### [YOUR OBJECTIVE]
Express every line of the entries below as a JSON list of strings, one string per line, leaving out blank lines and any pictures.
[BEGIN THE RECORDS]
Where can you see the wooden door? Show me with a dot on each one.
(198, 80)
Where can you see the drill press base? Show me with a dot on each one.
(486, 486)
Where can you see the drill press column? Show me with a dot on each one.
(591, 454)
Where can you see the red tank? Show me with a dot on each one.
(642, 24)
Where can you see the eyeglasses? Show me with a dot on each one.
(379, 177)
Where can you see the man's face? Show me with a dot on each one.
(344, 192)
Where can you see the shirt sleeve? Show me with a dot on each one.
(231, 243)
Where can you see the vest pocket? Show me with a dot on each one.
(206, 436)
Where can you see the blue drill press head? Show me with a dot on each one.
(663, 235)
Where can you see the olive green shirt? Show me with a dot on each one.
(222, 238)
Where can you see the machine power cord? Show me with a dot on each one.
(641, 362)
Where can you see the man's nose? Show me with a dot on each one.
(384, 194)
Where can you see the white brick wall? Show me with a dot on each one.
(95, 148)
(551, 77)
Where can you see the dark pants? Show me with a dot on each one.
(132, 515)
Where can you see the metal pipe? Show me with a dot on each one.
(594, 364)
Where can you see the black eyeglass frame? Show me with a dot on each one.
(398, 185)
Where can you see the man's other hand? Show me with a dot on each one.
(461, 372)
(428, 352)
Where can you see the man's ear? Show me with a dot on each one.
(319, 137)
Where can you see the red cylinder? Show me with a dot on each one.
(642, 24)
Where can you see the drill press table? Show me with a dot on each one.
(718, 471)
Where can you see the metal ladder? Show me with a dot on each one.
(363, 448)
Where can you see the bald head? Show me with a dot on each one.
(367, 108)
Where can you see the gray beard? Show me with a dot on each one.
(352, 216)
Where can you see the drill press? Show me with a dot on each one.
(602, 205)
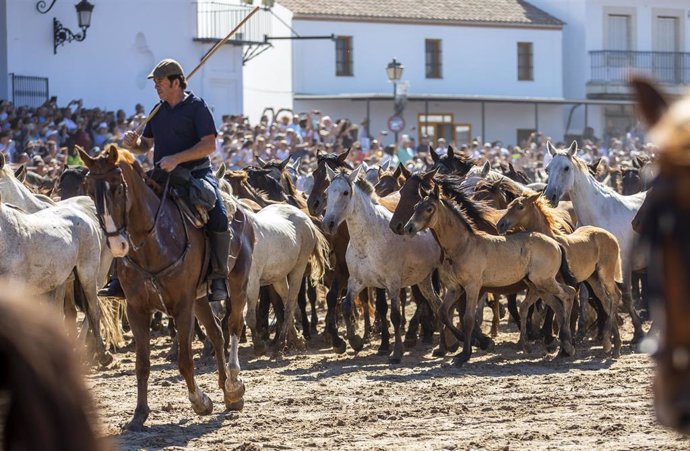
[END THE RECORDS]
### [EXERCISE RESPONSE]
[
  "Where can you see the wooden door? Show me with a dot on each one.",
  "(198, 80)",
  "Where can you see the drill press base? Show me with a dot on each one.",
  "(486, 486)",
  "Where can you see the drill press column? Show me with a dot on each one.",
  "(591, 454)",
  "Where can you see the red tank? Show me with a dot on each one.",
  "(642, 24)",
  "Where can you see the eyeglasses? Show me with a dot on each one.",
  "(379, 177)",
  "Where can you see the man's face? Show me with a dot on each one.",
  "(344, 192)",
  "Where can you see the shirt sleeve? Show me with a dot on each one.",
  "(231, 243)",
  "Where can you see the vest pocket? Show me with a dot on each one.",
  "(206, 436)",
  "Where can you see the blue drill press head? Show me with a dot on each one.",
  "(663, 235)",
  "Where can you see the olive green shirt? Show me with a dot on each one.",
  "(222, 238)",
  "Where can you see the machine power cord? Show me with a dot on each one.",
  "(641, 362)",
  "Where can you see the man's nose? Show me with a dot on each one.",
  "(384, 194)",
  "Where can you see the white brick wall? Show me with a dot on each one.",
  "(95, 148)",
  "(551, 77)",
  "Where can you see the dark pants? Show me with a dot on each one.",
  "(132, 515)",
  "Where can you see the metal pipe? Show me with a dot on each one.",
  "(594, 364)",
  "Where can you see the black eyeglass frame? Show me with a dot on each one.",
  "(398, 185)",
  "Where can you see the man's other hand? Show me with a dot on each one.",
  "(461, 372)",
  "(428, 352)",
  "Where can you see the man's ear? Show me with a dot on each one.",
  "(319, 137)",
  "Where can you see the red cylinder? Show me with a dot on each one.",
  "(642, 24)",
  "Where can you see the drill press table? Show me with a dot on each one.",
  "(718, 471)",
  "Where can you see the metal ladder? Show me with a dot on each one.",
  "(363, 448)",
  "Where can you see the bald head? Show me with a dot on each one.",
  "(367, 108)",
  "Where can you see the gray beard? Show me with a dot on each one.",
  "(352, 216)",
  "Where can you see the drill press? Show me with a dot on each one.",
  "(602, 205)"
]